■ Directive ■
Without the images, output each record below as it stands.

>> START Recorded information

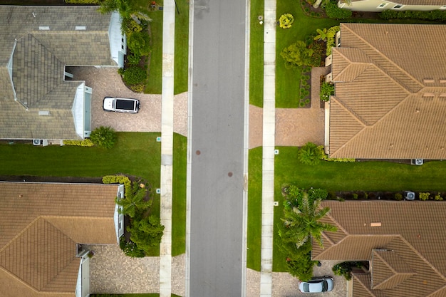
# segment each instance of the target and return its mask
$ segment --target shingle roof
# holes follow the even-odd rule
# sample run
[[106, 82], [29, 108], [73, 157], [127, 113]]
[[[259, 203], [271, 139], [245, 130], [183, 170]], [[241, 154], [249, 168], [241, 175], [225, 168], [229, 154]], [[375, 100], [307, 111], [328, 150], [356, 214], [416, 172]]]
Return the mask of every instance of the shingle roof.
[[444, 25], [341, 25], [331, 157], [446, 158], [445, 34]]
[[324, 201], [322, 206], [330, 207], [328, 217], [342, 226], [343, 239], [323, 250], [313, 244], [312, 257], [370, 261], [371, 273], [354, 278], [353, 283], [361, 283], [353, 286], [353, 296], [446, 292], [446, 231], [439, 224], [446, 204]]
[[0, 182], [0, 291], [6, 296], [73, 296], [76, 244], [117, 244], [115, 184]]
[[[83, 137], [71, 110], [83, 82], [65, 81], [64, 67], [117, 66], [110, 48], [110, 16], [97, 9], [0, 6], [0, 138]], [[39, 116], [39, 110], [51, 115]]]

>> END Recorded information

■ Complete answer ■
# segment each instance of the target and return its mask
$ segment --target shingle roof
# holes follow the even-odd rule
# sample run
[[106, 82], [29, 108], [73, 157], [127, 113]]
[[[259, 203], [271, 139], [245, 130], [183, 170]], [[241, 154], [249, 168], [241, 175], [225, 168], [229, 154]], [[375, 100], [307, 111], [328, 150], [356, 214], [416, 172]]]
Return the mask of every instance of the shingle roof.
[[444, 25], [341, 25], [331, 157], [446, 158], [445, 34]]
[[324, 201], [322, 206], [330, 207], [328, 217], [342, 226], [343, 239], [323, 250], [313, 244], [312, 257], [370, 261], [371, 273], [354, 278], [353, 283], [361, 283], [353, 286], [353, 296], [446, 292], [446, 231], [439, 224], [446, 204]]
[[0, 182], [0, 291], [6, 296], [73, 296], [76, 244], [117, 244], [115, 184]]
[[[83, 137], [71, 110], [83, 82], [65, 81], [64, 67], [117, 66], [110, 48], [110, 16], [97, 9], [0, 6], [0, 138]], [[39, 116], [39, 110], [51, 115]]]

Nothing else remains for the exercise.